La acción es enfatizada por la música de Walter Schumann, que aporta a la atmosfera una sonoridad que envuelve con angustia a quien observa; la brillantez alcanza su cénit en la sobrecogedora escena cuando Pearl canta en medio de la noche mientras atraviesan en bote un río y su hermano duerme abatido por lo exhausto de la huida.
La genialidad cinematográfica de Charles Laughton fue víctima de una torpe crítica limitada a criterios obcecados, los mismos que generaban impacto en el cine de Hollywood de esa época. Los críticos de ese entonces no supieron comprender la vanguardista pero eficaz creación y la poderosa propuesta visual que significó una sacudida a los manidos estereotipos del cine industrial. La sesgada opinión de los críticos motivaron a que Laughton nunca más dirigiera una película; este hecho posiblemente nos privó de otros célebres títulos que pudo brindar este gran artista. El ensañamiento casi despiadado contra este filme ocasionó que el público no asistiera a las salas de cine, pasando totalmente desapercibida como lo refleja la irrisoria taquilla recaudada en Estados Unidos: apenas 2 000 dólares, lo que la convierte en un atronador fracaso económico dado que el costo de producción superó los 800 000 dólares.
No es hasta bien entrada la década de los años sesenta del siglo XX cuando este celuloide cobra un auge inusitado y se convierte en una joya de la cinematografía. Por desgracia, la muerte de su director en 1962 evitó que este viviera la revalorización de su innovadora obra y gozara de la admiración que lo convertía en un prestigioso realizador. Desde entonces, La noche del cazador es aplaudida y reconocida como una película que roza la perfección.

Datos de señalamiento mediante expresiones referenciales
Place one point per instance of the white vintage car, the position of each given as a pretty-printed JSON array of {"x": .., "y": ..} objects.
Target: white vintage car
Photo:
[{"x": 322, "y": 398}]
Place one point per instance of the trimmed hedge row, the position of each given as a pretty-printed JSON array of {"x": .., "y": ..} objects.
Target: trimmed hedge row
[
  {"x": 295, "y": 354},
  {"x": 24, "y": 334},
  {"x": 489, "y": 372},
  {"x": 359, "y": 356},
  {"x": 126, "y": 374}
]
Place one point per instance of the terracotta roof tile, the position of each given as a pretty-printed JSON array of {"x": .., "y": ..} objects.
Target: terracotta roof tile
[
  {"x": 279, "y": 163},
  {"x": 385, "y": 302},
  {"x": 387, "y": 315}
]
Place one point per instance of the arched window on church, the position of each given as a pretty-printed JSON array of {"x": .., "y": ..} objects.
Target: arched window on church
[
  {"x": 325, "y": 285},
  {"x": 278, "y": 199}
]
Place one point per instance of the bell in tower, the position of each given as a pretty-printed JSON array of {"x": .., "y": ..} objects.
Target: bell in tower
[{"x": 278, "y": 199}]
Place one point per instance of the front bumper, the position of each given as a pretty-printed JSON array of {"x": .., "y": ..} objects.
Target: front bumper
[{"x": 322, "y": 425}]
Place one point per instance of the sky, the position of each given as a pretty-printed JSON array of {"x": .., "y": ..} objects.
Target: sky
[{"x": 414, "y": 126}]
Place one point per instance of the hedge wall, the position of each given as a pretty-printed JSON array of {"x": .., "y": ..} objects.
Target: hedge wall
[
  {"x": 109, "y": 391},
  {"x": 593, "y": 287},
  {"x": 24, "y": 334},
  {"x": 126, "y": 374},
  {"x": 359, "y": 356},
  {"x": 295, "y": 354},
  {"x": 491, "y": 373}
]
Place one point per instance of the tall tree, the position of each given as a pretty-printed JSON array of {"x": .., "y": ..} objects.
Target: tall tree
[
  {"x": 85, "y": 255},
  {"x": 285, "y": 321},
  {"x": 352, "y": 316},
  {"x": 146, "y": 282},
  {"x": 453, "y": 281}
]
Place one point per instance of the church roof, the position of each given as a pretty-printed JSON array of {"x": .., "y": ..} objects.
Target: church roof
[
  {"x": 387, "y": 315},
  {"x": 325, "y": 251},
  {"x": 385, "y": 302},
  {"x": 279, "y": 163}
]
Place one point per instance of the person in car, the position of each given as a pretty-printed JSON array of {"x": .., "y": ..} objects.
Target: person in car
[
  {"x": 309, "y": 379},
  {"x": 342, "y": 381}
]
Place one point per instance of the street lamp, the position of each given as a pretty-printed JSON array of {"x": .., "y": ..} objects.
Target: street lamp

Preguntas de comprensión:
[a] Según el fragmento sobre La noche del cazador, ¿cuánto recaudó la película en la taquilla de Estados Unidos?
[b] Prosigue el fragmento sobre La noche del cazador a partir de su última oración.

Respuestas dadas:
[a] Apenas 2 000 dólares.

[b]
La luz que irradia esta película rompe las tinieblas y nos mueve a que, como sociedad, nos empeñemos en proteger a los infantes de nuestros errores. La infancia tiene que ser una etapa hermosa de la existencia y, como guías, debemos salvaguardar a esos pequeños seres que serán los adultos del mañana. Como lo revela la entrañable escena final en la que una rutilante Lillian Gish conmueve a un parco espectador: “Por favor, Señor, salva a los niños. El viento sopla y la lluvia es fría. Aún son firmes; ellos resisten y perduran”.
El tiempo ha jugado en beneficio de Charles Laughton, ubicando a su trabajo en el aura de la trascendencia. Todo amante del séptimo arte debe enfrentarse a esta cinta y curtir sus emociones en un viaje que desdibuja las fronteras de lo perverso que subyacen en el inescrutable lado donde residen los temores, el feroz río de nuestro interior.